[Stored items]
#####

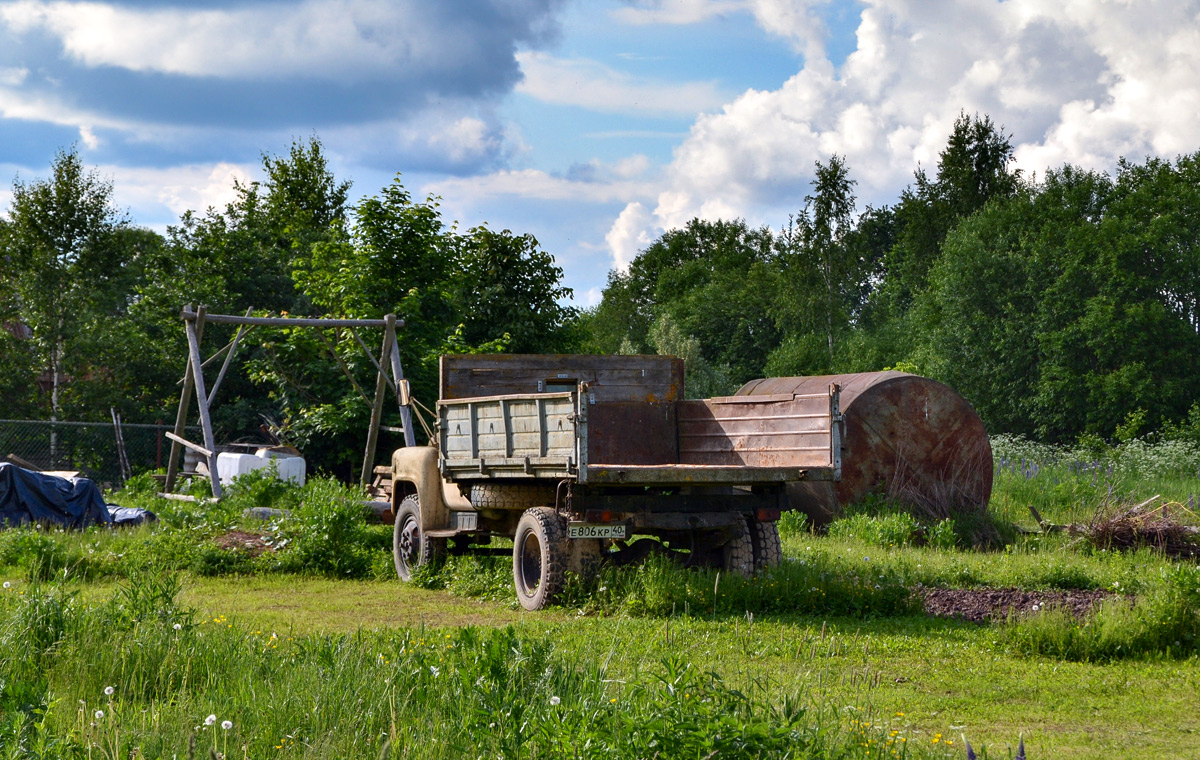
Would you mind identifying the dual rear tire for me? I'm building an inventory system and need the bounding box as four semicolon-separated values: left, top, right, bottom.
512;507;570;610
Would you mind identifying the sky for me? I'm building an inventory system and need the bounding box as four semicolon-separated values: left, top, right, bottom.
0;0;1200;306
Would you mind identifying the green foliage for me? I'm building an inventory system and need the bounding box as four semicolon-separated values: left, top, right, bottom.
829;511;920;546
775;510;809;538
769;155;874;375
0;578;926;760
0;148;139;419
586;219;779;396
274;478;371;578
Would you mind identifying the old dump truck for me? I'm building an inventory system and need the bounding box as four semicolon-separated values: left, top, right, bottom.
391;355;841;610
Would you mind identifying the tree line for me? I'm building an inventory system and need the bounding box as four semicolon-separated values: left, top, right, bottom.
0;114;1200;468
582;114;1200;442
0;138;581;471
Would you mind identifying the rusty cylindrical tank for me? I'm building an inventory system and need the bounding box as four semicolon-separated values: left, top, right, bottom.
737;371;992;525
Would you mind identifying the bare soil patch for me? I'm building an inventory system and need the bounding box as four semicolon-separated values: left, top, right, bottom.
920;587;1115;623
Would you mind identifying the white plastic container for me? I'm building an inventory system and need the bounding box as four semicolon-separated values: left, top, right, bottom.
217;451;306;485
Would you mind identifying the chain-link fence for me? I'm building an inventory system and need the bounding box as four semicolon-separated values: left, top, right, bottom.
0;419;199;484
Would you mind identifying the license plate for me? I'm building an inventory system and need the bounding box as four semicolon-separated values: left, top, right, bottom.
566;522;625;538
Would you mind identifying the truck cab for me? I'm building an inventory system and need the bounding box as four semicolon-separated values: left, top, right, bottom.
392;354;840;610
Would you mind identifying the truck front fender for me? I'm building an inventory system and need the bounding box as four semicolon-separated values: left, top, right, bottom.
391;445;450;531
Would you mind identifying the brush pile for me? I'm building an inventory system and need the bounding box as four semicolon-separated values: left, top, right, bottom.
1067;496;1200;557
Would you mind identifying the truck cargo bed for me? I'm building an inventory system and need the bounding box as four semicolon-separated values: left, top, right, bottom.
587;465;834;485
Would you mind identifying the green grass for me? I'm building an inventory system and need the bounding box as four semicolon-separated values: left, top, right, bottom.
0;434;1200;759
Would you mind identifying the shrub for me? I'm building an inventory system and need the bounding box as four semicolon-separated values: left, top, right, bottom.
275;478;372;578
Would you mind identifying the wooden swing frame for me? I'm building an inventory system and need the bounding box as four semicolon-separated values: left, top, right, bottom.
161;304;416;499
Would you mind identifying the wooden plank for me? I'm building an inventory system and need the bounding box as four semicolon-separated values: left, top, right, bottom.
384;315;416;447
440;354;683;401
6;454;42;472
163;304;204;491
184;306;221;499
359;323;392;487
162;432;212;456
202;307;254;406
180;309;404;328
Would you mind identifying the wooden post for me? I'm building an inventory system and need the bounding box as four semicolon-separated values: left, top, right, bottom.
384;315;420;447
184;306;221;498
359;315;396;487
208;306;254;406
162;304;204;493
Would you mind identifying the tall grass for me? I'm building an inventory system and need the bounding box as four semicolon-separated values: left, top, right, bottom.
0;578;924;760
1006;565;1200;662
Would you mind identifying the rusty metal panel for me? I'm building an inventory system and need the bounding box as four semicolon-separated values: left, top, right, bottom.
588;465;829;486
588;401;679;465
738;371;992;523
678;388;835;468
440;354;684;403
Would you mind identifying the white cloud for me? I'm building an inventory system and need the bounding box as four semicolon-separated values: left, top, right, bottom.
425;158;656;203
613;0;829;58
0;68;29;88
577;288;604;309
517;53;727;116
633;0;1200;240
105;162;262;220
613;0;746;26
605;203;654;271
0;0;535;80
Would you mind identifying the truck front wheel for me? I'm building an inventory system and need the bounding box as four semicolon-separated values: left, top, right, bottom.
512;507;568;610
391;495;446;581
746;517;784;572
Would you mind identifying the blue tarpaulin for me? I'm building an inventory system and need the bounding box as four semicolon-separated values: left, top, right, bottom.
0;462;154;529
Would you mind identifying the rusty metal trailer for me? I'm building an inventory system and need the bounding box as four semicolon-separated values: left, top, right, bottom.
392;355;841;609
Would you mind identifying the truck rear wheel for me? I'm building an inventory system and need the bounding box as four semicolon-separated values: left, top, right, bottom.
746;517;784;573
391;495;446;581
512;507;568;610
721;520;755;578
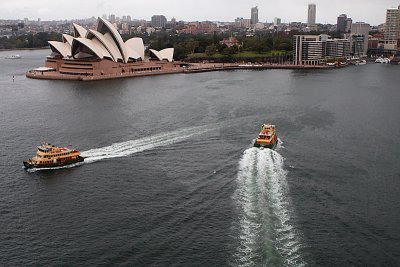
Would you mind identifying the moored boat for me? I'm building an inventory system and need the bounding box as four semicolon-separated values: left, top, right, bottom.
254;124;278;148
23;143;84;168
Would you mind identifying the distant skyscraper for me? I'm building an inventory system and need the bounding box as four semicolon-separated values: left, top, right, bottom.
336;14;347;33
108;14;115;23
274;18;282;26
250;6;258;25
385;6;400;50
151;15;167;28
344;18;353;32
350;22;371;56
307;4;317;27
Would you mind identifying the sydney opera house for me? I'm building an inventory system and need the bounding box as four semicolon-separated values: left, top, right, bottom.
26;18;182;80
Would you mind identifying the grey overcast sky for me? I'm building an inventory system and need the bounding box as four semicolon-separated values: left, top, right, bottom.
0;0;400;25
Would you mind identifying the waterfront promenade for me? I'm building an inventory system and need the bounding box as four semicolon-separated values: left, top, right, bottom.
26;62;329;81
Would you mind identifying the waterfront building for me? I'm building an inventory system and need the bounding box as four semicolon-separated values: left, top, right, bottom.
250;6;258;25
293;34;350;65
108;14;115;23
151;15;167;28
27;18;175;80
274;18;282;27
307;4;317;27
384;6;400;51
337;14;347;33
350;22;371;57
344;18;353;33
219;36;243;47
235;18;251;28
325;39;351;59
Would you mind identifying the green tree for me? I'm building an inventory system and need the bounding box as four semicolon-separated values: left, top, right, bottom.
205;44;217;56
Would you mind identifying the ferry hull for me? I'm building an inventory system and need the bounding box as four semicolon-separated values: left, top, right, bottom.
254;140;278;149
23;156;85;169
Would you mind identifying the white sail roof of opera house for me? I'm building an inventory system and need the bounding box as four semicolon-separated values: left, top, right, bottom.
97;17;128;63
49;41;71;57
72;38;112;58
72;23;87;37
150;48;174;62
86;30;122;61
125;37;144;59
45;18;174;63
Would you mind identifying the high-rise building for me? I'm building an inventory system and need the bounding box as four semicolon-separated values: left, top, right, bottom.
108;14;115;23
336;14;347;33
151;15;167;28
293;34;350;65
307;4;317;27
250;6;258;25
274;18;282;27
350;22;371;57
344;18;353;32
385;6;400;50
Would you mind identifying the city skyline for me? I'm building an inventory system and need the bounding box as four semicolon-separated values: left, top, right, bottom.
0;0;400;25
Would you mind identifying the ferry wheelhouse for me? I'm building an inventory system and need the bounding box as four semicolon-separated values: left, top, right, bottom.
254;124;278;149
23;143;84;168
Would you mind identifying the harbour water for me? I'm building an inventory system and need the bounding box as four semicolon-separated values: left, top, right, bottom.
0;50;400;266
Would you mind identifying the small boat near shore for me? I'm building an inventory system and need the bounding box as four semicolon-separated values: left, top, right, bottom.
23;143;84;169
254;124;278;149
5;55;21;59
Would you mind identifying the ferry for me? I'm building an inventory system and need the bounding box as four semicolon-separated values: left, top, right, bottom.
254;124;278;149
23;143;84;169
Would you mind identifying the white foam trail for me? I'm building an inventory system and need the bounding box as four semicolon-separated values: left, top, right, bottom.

#####

Work to be completed: Return all of the records above word for word, leaving out the pictures.

Task answer:
Would you mind identifying the dual rear tire for me? I'm building an inventory system and need the bounding box as four semicolon-separated values: left, top, right, bottom.
512;507;570;610
Would you mind identifying the sky for me? I'm building an inventory system and need the bounding box as four semicolon-separated values: left, top, right, bottom.
0;0;1200;306
Would you mind identifying the green foliage for me? I'm building an inventory system and need the bounding box as four semicolon-separated values: left, top, right, bottom.
829;511;920;546
775;510;809;538
769;155;874;375
0;578;926;760
0;148;139;419
586;219;779;396
274;478;371;578
Would you mind identifying the old dump truck for me? I'm building an inventory system and need the bounding box as four semicolon-separated values: left, top, right, bottom.
391;355;841;610
Would you mind identifying the tree line for me? I'm building an inventory system and need the bounding box as four semicolon-separated values: left, top, right, bottom.
0;114;1200;468
582;114;1200;442
0;138;581;471
Would you mind identifying the rusty cylindrical tank for me? I'm building an inventory system and need the bounding box as four semicolon-separated values: left, top, right, bottom.
737;371;992;525
Would you mind identifying the bare soil patch for me? I'm building an inventory system and need the bounding box as four semicolon-separated values: left, top, right, bottom.
920;587;1115;623
Would you mind identifying the white plastic container for me? I'm building an inventory system and need the bounding box as four semicolon-separated values: left, top, right, bottom.
217;451;306;485
Would you mind identifying the chain-link fence for me? I'm building an inventory system and need the bounding box as four semicolon-separated values: left, top, right, bottom.
0;419;199;484
Would you mind identifying the license plate for me? I'm building an inventory system and need the bounding box as four semicolon-separated values: left, top, right, bottom.
566;522;625;538
Would you mind identifying the truck cab for me? I'm building an inventory system and need the bounding box as four semicolon-separated values: left, top, right, bottom.
392;354;840;610
Would you mind identifying the truck front fender for me? I'm building an inventory system and need the bounding box as four semicolon-separated values: left, top, right, bottom.
391;445;450;531
Would you mind identifying the brush pile for me? I'm building an inventory system and need the bounding box as four semicolon-separated values: left, top, right, bottom.
1067;496;1200;557
Would you mind identifying the truck cargo bed for me? I'm building an inventory system and need the bounding box as four semicolon-separated values: left, top, right, bottom.
587;465;834;485
Would you mind identifying the green grass for me? I'm building an inventory system and need the bounding box as four semicolon-separated values: left, top, right, bottom.
0;434;1200;759
Would you mind identifying the shrub for me? I'm building an inventory system and need the bounding box as four semicolon-separated values: left, top, right, bottom.
275;478;372;578
Would you mind identifying the wooden swing frame for me? I'm building an inventory system and need the bounding box as four semicolon-separated values: left, top, right, bottom.
161;304;416;499
Would you mind identifying the wooden plank for me? I'm building an inventory system and need the bounding box as four semicolon-separated values: left, top, right, bottom.
384;315;416;447
440;354;683;401
6;454;42;472
163;304;204;491
184;306;221;499
359;323;392;487
162;432;212;456
202;307;254;406
180;309;404;328
Would you mind identifying the wooden post for me? I'm building an inventory system and need the bounding box as four semicolon-separated values: left, top, right, bottom.
384;315;420;447
184;306;221;498
359;315;396;487
208;306;254;406
162;304;204;493
Would you mind identifying the tall grass for me? I'm building an inventory system and need the bounding box as four semicolon-separated values: left, top, right, bottom.
0;578;924;760
1006;565;1200;662
Would you mind identifying the rusty metal panel for me? I'm building an inventory system and need the bounding box as four semicolon-separated values: left, top, right, bottom.
588;465;829;486
588;401;679;465
738;371;992;523
678;388;835;468
440;354;684;403
Would you mind identifying the white cloud for me? I'm building an inventory system and need the bounding box as four semicolon-separated values: left, top, right, bottom.
425;158;656;203
613;0;829;58
0;68;29;88
577;288;604;309
517;53;727;116
633;0;1200;240
105;162;262;220
613;0;746;26
605;203;654;271
0;0;535;80
Would you mind identifying the truck front wheel for me? I'm building an inventory system and need the bounding box as four semicolon-separated values: left, top, right, bottom.
512;507;568;610
391;495;446;581
746;517;784;572
Would you mind identifying the blue tarpaulin for me? I'm building an inventory system and need the bounding box as four semicolon-separated values: left, top, right, bottom.
0;462;154;529
Would you mind identifying the rusty metal trailer for me? I'm building an inventory system and need the bounding box as four semicolon-separated values: left, top, right, bottom.
392;355;841;609
Would you mind identifying the truck rear wheel for me? I'm building an inventory system and need the bounding box as four semicolon-separated values: left, top, right, bottom.
746;517;784;573
391;495;446;581
512;507;568;610
721;520;755;578
Would you mind identifying the moored boat for me? I'm building an inventory system and need the bounding box as four semicolon-separated values: left, top, right, bottom.
254;124;278;148
23;143;84;168
Would you mind identifying the distant skyscraper for me? I'm building an inventory system and need the bounding box as four semicolon-separated values: left, top, right, bottom.
336;14;347;33
108;14;115;23
274;18;282;26
250;6;258;25
385;6;400;50
151;15;167;28
344;18;353;32
350;22;371;56
307;4;317;27
Would you mind identifying the sydney opera house for me? I'm building an inventory system and need the bounding box as four semicolon-separated values: left, top, right, bottom.
26;18;182;80
Would you mind identifying the grey overcast sky for me? I'm building an inventory system and need the bounding box as four semicolon-separated values: left, top, right, bottom.
0;0;400;25
Would you mind identifying the waterfront promenade for me? I'm building an inventory system and need the bounding box as four semicolon-separated values: left, top, right, bottom.
26;62;329;81
Would you mind identifying the waterfront building for me? I'm building an inventory system and need the bounding box as four semicolon-separated values: left, top, right, bottom.
250;6;258;25
293;34;350;65
108;14;115;23
151;15;167;28
27;18;175;80
274;18;282;27
307;4;317;27
384;6;400;51
337;14;347;33
350;22;371;57
344;18;353;33
219;36;243;47
235;18;251;28
325;39;351;59
Would you mind identifying the green tree for me? I'm building an inventory system and need the bounding box as four semicolon-separated values: left, top, right, bottom.
205;44;217;56
Would you mind identifying the ferry hull for me? I'm building an inventory system and need the bounding box as four semicolon-separated values: left, top, right, bottom.
254;140;278;149
23;156;85;169
Would you mind identifying the white sail roof of opera house for me? I'm building an inventory system and need the bounding box as four semicolon-separated values: left, top, right, bottom.
97;17;128;63
49;41;71;57
72;38;112;58
72;23;87;37
150;48;174;62
86;30;122;61
125;37;144;59
45;18;174;63
Would you mind identifying the high-rise building for me? I'm building an inventory system and need the bounding box as four semicolon-separated values: left, top, right, bottom.
108;14;115;23
336;14;347;33
151;15;167;28
293;34;350;65
307;4;317;27
250;6;258;25
274;18;282;27
350;22;371;57
344;18;353;32
385;6;400;50
Would you mind identifying the city skyline for me? I'm building an inventory system and need the bounding box as four semicolon-separated values: left, top, right, bottom.
0;0;400;25
Would you mind identifying the ferry wheelhouse for me? I'm building an inventory system and need the bounding box as four semicolon-separated values: left, top, right, bottom.
254;124;278;149
23;143;84;168
Would you mind identifying the harbour water for me? I'm building an inventory system and need the bounding box as four semicolon-separated values: left, top, right, bottom.
0;50;400;266
Would you mind identifying the small boat near shore for me? I'm building an inventory system and need the bounding box as four semicolon-separated values: left, top, right, bottom.
23;143;84;169
254;124;278;149
5;55;21;59
Would you mind identifying the ferry for me? I'm building an inventory system and need the bounding box as four semicolon-separated values: left, top, right, bottom.
254;124;278;149
23;143;84;169
Would you mind identifying the white foam trail for me? I'm building an inventory system and need the bounding box as four semicolon-separated values: left, top, right, bottom.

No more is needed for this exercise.